───── AVAILABLE DATA ─────

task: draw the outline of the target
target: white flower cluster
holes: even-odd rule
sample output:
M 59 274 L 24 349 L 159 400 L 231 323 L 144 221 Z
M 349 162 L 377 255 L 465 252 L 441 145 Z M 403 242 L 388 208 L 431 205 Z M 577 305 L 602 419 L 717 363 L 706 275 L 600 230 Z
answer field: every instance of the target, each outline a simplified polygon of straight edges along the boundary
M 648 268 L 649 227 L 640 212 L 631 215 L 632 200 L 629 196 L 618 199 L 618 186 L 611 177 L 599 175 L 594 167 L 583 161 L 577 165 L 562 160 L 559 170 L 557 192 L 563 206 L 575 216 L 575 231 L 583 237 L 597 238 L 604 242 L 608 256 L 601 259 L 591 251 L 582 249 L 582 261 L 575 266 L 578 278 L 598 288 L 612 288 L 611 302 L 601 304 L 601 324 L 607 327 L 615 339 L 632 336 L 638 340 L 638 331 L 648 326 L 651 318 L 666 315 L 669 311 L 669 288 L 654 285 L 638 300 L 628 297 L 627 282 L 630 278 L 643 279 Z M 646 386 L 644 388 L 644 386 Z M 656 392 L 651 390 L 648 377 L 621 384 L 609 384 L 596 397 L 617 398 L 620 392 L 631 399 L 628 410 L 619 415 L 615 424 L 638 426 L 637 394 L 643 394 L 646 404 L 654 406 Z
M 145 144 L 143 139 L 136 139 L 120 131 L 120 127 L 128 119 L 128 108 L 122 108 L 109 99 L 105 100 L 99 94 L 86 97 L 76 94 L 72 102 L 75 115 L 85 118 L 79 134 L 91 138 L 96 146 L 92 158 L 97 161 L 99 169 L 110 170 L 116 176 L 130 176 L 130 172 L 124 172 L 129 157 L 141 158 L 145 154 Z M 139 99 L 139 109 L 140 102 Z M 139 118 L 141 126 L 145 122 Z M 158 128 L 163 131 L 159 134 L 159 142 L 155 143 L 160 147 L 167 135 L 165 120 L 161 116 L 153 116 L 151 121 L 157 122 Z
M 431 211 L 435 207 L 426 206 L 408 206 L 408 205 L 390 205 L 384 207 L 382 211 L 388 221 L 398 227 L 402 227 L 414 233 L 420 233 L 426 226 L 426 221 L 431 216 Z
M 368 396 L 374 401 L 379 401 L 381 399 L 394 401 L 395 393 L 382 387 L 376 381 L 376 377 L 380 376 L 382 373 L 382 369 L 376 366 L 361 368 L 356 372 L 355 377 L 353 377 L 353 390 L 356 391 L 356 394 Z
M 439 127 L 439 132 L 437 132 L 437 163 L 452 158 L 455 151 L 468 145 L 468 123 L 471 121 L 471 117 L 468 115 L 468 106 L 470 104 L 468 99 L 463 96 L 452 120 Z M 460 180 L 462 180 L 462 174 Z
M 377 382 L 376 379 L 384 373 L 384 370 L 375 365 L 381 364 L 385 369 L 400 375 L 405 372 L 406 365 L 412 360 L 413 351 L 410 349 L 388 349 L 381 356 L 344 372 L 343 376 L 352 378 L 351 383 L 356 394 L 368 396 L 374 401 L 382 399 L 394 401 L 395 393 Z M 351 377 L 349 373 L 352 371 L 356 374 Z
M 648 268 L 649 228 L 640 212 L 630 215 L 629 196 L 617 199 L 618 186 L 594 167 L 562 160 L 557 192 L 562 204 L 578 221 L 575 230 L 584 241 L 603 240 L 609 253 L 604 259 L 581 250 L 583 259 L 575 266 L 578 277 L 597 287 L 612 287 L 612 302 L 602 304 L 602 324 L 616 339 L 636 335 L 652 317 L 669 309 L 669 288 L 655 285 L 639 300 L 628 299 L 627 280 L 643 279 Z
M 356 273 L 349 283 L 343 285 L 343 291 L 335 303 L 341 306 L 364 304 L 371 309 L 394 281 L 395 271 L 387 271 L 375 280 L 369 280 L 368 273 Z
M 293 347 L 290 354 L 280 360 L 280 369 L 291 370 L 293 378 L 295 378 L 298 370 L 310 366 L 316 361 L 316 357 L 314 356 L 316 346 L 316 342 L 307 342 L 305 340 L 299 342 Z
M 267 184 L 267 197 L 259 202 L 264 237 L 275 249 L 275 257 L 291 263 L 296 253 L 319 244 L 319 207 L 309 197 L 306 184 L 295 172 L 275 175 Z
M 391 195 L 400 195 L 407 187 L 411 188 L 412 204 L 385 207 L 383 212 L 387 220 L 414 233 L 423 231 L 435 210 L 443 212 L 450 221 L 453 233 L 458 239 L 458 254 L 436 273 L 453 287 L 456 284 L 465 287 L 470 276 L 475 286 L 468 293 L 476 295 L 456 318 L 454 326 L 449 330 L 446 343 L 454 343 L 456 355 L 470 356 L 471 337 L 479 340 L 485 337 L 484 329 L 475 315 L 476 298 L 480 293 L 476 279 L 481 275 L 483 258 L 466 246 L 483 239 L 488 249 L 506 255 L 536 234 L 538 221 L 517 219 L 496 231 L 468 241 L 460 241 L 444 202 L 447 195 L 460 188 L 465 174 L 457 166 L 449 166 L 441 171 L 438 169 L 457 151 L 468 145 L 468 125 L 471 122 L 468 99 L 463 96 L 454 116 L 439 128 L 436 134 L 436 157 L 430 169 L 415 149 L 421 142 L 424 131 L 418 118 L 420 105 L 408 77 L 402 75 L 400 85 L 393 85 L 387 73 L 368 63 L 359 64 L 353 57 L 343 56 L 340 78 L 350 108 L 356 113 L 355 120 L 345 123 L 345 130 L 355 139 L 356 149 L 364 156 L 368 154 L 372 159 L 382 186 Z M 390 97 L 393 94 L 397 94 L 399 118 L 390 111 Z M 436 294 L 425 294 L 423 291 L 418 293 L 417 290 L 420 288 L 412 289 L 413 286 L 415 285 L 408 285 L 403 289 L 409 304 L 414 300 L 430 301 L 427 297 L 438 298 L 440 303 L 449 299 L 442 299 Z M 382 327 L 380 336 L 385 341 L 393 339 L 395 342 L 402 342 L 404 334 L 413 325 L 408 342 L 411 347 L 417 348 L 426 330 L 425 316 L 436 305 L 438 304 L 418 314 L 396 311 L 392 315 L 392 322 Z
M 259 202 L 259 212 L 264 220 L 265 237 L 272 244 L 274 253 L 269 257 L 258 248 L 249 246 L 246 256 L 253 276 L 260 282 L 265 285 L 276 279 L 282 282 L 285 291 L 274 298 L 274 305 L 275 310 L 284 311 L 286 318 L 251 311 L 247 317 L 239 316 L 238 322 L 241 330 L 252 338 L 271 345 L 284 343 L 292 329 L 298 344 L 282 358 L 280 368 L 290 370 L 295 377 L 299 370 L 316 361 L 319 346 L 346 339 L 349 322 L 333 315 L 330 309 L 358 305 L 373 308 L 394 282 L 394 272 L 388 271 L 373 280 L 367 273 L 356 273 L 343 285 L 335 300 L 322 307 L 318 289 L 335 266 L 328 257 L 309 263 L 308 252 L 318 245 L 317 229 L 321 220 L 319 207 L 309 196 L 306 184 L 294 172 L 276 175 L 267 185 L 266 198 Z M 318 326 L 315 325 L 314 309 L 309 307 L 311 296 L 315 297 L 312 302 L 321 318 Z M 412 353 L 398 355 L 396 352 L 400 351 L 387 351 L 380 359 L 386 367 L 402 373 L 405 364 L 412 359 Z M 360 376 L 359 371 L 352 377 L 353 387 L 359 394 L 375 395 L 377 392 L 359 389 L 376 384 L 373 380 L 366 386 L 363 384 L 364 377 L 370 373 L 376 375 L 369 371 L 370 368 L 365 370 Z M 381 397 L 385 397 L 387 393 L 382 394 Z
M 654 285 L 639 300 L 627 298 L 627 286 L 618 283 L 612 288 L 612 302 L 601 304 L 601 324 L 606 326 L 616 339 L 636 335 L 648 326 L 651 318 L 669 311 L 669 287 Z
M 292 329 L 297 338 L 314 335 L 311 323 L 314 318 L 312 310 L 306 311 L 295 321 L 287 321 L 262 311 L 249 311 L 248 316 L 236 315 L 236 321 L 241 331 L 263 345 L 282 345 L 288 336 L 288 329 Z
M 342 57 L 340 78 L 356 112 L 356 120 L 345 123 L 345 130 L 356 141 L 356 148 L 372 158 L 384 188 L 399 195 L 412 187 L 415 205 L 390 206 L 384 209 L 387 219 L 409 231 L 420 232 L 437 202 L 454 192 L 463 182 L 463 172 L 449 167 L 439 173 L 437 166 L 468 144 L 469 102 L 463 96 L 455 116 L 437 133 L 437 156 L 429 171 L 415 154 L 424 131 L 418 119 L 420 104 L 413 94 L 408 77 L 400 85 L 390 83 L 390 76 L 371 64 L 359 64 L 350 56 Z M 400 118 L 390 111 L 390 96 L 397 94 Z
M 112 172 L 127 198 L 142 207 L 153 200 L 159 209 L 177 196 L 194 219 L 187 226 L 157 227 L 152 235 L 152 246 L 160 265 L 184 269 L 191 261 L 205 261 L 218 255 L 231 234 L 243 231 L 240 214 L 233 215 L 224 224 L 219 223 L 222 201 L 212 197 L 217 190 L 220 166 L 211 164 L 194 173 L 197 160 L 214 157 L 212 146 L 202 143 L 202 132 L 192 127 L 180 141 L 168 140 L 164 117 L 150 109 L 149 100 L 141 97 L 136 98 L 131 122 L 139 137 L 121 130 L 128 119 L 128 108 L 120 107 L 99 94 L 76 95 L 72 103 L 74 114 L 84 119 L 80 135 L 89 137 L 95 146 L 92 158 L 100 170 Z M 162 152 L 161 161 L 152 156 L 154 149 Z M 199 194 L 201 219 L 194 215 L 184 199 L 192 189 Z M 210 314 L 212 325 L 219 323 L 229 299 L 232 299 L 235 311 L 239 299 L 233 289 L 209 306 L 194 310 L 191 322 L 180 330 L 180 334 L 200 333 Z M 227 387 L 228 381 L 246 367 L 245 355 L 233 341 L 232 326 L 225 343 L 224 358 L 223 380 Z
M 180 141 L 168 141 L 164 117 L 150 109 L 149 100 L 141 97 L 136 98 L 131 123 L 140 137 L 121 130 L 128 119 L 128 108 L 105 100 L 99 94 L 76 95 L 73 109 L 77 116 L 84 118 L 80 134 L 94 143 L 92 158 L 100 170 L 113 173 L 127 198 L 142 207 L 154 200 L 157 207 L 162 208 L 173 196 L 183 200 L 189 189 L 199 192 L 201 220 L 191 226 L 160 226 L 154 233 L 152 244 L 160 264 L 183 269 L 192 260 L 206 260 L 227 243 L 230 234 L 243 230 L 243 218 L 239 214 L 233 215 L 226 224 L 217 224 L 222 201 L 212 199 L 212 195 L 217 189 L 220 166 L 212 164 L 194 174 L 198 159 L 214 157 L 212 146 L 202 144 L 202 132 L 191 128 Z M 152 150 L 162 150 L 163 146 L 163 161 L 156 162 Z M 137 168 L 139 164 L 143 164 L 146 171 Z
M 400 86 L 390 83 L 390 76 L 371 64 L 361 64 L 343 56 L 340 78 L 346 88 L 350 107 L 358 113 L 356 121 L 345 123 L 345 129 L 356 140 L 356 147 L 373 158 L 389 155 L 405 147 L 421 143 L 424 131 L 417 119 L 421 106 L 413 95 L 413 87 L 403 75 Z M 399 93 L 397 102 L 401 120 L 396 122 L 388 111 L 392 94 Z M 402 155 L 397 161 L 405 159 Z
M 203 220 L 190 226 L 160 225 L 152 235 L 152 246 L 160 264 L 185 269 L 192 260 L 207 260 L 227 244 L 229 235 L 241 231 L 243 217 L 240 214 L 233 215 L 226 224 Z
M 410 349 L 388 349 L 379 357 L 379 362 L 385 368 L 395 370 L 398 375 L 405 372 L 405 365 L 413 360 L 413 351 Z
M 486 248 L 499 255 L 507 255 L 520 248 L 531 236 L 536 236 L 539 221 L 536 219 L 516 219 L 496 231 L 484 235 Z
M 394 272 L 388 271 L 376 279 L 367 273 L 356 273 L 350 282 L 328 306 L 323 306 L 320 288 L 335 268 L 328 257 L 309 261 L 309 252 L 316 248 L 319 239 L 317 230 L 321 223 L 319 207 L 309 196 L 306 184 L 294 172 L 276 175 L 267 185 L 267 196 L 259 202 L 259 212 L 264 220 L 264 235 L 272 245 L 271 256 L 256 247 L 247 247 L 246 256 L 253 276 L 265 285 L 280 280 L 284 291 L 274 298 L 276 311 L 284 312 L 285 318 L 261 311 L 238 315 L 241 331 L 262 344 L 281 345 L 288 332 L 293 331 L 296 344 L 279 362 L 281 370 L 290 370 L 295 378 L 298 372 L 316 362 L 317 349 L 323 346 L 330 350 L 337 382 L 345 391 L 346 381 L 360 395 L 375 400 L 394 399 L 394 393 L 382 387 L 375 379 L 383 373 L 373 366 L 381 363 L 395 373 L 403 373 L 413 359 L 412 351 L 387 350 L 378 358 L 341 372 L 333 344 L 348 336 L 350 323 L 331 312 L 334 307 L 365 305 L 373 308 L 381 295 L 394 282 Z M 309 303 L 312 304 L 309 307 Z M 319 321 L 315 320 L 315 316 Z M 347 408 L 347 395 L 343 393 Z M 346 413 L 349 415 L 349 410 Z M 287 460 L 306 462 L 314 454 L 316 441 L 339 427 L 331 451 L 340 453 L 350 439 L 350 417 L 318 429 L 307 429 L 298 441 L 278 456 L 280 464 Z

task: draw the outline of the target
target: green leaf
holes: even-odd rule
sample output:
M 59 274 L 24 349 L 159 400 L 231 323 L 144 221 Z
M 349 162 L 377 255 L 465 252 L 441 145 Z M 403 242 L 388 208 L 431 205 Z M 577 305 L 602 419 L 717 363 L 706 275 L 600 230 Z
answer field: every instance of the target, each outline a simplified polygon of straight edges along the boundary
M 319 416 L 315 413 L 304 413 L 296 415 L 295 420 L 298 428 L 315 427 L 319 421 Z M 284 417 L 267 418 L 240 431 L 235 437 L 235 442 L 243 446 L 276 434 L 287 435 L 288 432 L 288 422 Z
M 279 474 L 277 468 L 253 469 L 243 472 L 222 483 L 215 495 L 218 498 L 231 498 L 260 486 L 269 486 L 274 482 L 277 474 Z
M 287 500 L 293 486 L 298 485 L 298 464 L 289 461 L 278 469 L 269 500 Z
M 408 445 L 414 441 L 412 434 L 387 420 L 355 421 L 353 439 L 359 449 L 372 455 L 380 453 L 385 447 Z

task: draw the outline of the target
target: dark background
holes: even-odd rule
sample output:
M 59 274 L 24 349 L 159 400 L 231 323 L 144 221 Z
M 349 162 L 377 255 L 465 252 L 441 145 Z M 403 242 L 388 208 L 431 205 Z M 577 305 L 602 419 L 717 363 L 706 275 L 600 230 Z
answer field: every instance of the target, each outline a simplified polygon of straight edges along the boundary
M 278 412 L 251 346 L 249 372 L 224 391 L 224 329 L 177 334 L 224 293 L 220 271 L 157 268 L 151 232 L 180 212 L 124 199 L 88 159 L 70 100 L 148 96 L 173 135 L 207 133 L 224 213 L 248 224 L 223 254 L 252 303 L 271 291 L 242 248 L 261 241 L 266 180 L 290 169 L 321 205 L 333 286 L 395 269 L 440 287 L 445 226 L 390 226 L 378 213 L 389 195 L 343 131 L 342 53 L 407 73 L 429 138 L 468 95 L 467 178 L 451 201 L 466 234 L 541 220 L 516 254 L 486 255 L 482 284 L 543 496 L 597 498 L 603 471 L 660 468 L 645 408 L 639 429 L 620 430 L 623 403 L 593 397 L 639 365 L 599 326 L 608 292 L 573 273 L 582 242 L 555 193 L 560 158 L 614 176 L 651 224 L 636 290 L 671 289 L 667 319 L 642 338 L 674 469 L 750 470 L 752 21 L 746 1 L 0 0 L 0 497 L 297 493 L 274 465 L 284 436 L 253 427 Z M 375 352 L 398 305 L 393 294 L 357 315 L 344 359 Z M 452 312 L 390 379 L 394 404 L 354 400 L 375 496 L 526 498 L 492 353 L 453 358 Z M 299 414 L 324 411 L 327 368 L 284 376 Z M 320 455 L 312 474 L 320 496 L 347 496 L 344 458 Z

─────

Send back, unchanged, every line of the records from the one with "target: green leaf" through the last.

▸ **ANSWER TO THIS PROBLEM**
target: green leaf
holes: even-odd rule
sample output:
M 59 274 L 24 349 L 159 400 L 231 323 L 144 221 Z
M 349 162 L 377 255 L 465 252 L 441 145 Z M 403 242 L 388 208 L 431 205 Z M 577 305 L 602 419 L 717 363 L 706 275 L 600 230 Z
answer field: every instance of the target, each outline a simplified polygon of straight edges along the boundary
M 319 416 L 315 413 L 304 413 L 296 415 L 295 420 L 298 428 L 315 427 L 319 421 Z M 284 417 L 267 418 L 240 431 L 235 437 L 235 442 L 243 446 L 276 434 L 287 435 L 288 432 L 288 422 Z
M 279 474 L 277 468 L 253 469 L 243 472 L 222 483 L 215 495 L 218 498 L 231 498 L 260 486 L 269 486 L 274 482 L 277 474 Z
M 287 500 L 293 486 L 298 485 L 298 464 L 289 461 L 278 469 L 269 500 Z
M 408 445 L 414 441 L 412 434 L 387 420 L 355 421 L 353 439 L 359 449 L 372 455 L 380 453 L 385 447 Z

task: draw the outline of the target
target: dark background
holes: even-odd rule
sample output:
M 59 274 L 24 349 L 159 400 L 231 323 L 144 221 Z
M 349 162 L 377 255 L 465 252 L 441 145 Z M 403 242 L 388 208 L 431 205 Z M 577 305 L 602 419 L 717 363 L 706 275 L 600 230 Z
answer field: every instance of the target, each outline a simplified polygon of straight edges along the boundary
M 278 412 L 251 346 L 249 372 L 224 391 L 224 329 L 177 334 L 224 293 L 220 271 L 157 268 L 151 232 L 180 212 L 124 199 L 88 159 L 70 100 L 148 96 L 173 135 L 207 133 L 224 213 L 248 224 L 223 254 L 252 303 L 271 291 L 242 248 L 261 241 L 266 180 L 290 169 L 321 205 L 333 286 L 395 269 L 440 287 L 445 226 L 390 226 L 378 213 L 389 195 L 343 131 L 342 53 L 407 73 L 429 138 L 468 95 L 467 178 L 451 201 L 466 234 L 541 220 L 516 254 L 486 255 L 482 284 L 543 496 L 597 498 L 603 471 L 660 468 L 645 408 L 639 429 L 620 430 L 623 403 L 593 397 L 639 365 L 599 326 L 608 292 L 573 273 L 582 242 L 555 193 L 560 158 L 614 176 L 651 224 L 636 290 L 671 289 L 667 319 L 642 338 L 674 469 L 750 470 L 752 21 L 746 1 L 0 0 L 0 497 L 297 493 L 274 465 L 284 436 L 253 427 Z M 375 352 L 398 305 L 393 294 L 357 315 L 344 359 Z M 452 312 L 390 379 L 394 404 L 354 400 L 375 496 L 526 498 L 492 353 L 453 358 Z M 299 414 L 324 411 L 327 368 L 284 376 Z M 320 455 L 312 474 L 320 496 L 347 496 L 344 458 Z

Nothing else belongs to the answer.